Each record is to be printed again precisely as it reads.

(Dataset rows on where objects appear)

'''

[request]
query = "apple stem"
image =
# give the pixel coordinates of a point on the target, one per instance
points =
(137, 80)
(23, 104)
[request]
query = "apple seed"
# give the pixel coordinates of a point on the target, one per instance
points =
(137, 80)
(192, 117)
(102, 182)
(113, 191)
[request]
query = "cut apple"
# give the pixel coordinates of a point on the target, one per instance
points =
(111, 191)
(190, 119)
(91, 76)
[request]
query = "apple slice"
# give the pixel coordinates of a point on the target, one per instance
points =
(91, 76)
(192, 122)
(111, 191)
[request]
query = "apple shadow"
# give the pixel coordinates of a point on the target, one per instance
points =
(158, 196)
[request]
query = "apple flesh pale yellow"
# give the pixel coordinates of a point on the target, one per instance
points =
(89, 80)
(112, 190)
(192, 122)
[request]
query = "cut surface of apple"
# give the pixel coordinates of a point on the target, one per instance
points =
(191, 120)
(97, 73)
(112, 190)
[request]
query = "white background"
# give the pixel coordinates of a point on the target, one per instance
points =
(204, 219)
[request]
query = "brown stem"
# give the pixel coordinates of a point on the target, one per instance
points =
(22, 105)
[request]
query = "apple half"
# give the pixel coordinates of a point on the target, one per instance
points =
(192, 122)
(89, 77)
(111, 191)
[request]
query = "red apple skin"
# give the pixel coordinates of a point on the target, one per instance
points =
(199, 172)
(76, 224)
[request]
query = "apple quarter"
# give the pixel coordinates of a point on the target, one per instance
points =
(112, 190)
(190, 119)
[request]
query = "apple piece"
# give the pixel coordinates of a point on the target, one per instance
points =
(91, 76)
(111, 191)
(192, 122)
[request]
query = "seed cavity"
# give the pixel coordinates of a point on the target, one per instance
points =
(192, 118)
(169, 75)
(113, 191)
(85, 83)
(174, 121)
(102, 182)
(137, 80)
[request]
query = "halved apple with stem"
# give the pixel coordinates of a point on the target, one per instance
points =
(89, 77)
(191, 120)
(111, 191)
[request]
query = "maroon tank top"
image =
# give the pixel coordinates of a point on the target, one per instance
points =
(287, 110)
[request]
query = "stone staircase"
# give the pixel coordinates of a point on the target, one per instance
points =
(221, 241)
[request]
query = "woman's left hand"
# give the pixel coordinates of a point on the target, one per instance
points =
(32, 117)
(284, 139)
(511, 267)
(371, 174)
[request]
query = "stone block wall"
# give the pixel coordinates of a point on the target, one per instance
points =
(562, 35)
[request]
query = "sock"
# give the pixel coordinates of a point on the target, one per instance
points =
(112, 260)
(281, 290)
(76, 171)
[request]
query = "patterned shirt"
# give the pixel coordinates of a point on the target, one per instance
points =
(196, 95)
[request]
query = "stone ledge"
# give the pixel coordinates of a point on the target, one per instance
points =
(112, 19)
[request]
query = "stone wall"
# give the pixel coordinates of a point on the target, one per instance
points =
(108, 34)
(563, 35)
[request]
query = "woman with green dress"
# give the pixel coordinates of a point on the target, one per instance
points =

'''

RESULT OF THIS TASK:
[request]
query = "apple stem"
image =
# give the pixel coordinates of a point on the target, one per instance
points =
(137, 80)
(23, 104)
[request]
query = "apple seed"
# give the pixel coordinates of a point on the target, one per instance
points =
(137, 80)
(192, 117)
(102, 182)
(113, 191)
[request]
query = "cut apple"
# give the pixel coordinates of a point on the target, one per instance
points =
(111, 191)
(190, 119)
(91, 76)
[request]
query = "apple slice"
# give the pixel coordinates of a point on the target, one per instance
points =
(91, 76)
(192, 122)
(111, 191)
[request]
query = "apple shadow"
# give the pixel coordinates of a point on the target, one per instance
points =
(158, 196)
[request]
query = "apple flesh pale yellow"
# give the pixel coordinates of a point on the target, one per instance
points =
(89, 80)
(112, 190)
(192, 122)
[request]
query = "cut surface of apple"
# give the pixel coordinates of a point on the target, one per instance
points =
(191, 120)
(97, 73)
(112, 190)
[request]
query = "white background"
# give the pixel coordinates of a point on the target, one per instance
points =
(204, 219)
[request]
query = "brown stem"
# give the pixel coordinates of a point on the target, one per instance
points =
(22, 105)
[request]
query = "apple half"
# give the pixel coordinates of a point on the target, one per instance
points =
(192, 122)
(89, 77)
(111, 191)
[request]
query = "red apple skin"
# give the pixel coordinates of a point on the target, one per instance
points =
(199, 172)
(76, 224)
[request]
query = "apple quarter"
# give the pixel coordinates of a point on the target, one per instance
points =
(112, 190)
(190, 119)
[request]
query = "apple piece"
# give the pixel coordinates of a point on the target, one per instance
points =
(91, 76)
(111, 191)
(192, 122)
[request]
query = "seed cavity"
# give the pixel coordinates of a point on the target, one per instance
points =
(192, 118)
(169, 75)
(113, 191)
(85, 83)
(174, 121)
(102, 182)
(137, 80)
[request]
query = "halved apple with stem"
# give the pixel coordinates of a point on the target, one per instance
points =
(89, 77)
(191, 120)
(111, 191)
[request]
query = "maroon tank top"
image =
# give the pixel coordinates of a point on the target, one per instance
points =
(287, 110)
[request]
query = "stone staircase"
# give the pixel coordinates of a point on the target, one per instance
points =
(221, 241)
[request]
query = "woman's left hand"
# give the pixel coordinates of a point on the target, one per instance
points =
(32, 117)
(284, 139)
(511, 267)
(371, 174)
[request]
query = "stone block wall"
# give the pixel coordinates of a point on the target, one per instance
points =
(562, 35)
[request]
query = "sock"
# give the pixel coordinates of a point on the target, one per instance
points =
(112, 260)
(281, 290)
(76, 171)
[request]
query = "patterned shirt"
# give the pixel coordinates of a point on the target, one per instance
points =
(196, 95)
[request]
query = "stone ledge"
# give the pixel coordinates of a point on the target, one per instance
points =
(112, 19)
[request]
query = "stone wall"
# give the pixel coordinates of a point on the target, one per instance
points =
(108, 34)
(563, 35)
[request]
query = "woman with green dress"
# give the pixel coordinates of a point on the target, one per instance
points =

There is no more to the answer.